1992 Arab Elite Cup

Tournament details
- Host country: Morocco
- Teams: 4 (from UAFA confederations)
- Venue: 1 (in Casablanca host cities)

Final positions
- Champions: Wydad AC (1st title)
- Runners-up: Al-Hilal

Tournament statistics
- Matches played: 6
- Goals scored: 15 (2.5 per match)

= Arab Elite Cup =

The 1992 Arab Elite Cup was an international club competition played by the winners and runners up of the Arab Club Champions Cup and Arab Cup Winners' Cup. It was held in Morocco to support the country's bid to host the 1998 FIFA World Cup.

It was won by the host team and reigning Arab Club Champions Cup champions Wydad Athletic Club (winners of the last edition in 1989). Arab Club Champions Cup runners up Al-Hilal also came runners up once again. Olympique de Casablanca and El Mokawloon El Arab also took part.

....................

▶ [Required actions]
1 – From the Arab Elite Cup text, reproduce the passage starting at "Tournament details" and ending at "AC (1st title)".
2 – According to the Arab Elite Cup text, why was the 1992 tournament held in Morocco?
3 – List every club that the Arab Elite Cup text names as taking part in the 1992 tournament.

....................

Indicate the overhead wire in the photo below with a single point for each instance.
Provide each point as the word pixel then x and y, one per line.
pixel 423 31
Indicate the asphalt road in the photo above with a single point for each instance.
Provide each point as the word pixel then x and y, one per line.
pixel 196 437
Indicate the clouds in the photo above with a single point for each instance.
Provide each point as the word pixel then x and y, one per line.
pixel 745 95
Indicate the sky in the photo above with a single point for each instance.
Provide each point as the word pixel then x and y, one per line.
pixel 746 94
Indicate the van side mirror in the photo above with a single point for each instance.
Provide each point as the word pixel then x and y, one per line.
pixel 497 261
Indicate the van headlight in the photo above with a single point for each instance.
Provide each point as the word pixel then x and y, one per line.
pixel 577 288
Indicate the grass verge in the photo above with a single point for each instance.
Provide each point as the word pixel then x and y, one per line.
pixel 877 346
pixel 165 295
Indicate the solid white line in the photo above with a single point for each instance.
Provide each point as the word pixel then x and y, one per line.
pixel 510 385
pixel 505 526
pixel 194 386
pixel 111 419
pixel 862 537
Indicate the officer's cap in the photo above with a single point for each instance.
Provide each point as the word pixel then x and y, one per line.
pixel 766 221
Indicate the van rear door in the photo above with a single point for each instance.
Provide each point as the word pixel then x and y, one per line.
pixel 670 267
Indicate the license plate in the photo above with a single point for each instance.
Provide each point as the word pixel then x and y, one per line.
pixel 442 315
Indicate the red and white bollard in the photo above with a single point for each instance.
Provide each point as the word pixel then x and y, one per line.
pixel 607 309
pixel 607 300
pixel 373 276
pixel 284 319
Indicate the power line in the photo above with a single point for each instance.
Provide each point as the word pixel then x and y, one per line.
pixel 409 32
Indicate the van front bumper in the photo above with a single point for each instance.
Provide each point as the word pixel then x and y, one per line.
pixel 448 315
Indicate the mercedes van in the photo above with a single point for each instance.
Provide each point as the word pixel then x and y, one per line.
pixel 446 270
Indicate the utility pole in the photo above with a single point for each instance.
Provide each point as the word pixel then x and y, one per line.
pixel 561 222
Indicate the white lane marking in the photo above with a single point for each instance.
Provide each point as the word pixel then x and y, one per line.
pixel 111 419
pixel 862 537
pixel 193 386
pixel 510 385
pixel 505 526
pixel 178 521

....................

▶ [Solved tasks]
1 –
Tournament details
- Host country: Morocco
- Teams: 4 (from UAFA confederations)
- Venue: 1 (in Casablanca host cities)

Final positions
- Champions: Wydad AC (1st title)

2 – It was held there to support Morocco's bid to host the 1998 FIFA World Cup.

3 –
Wydad Athletic Club (Wydad AC)
Al-Hilal
Olympique de Casablanca
El Mokawloon El Arab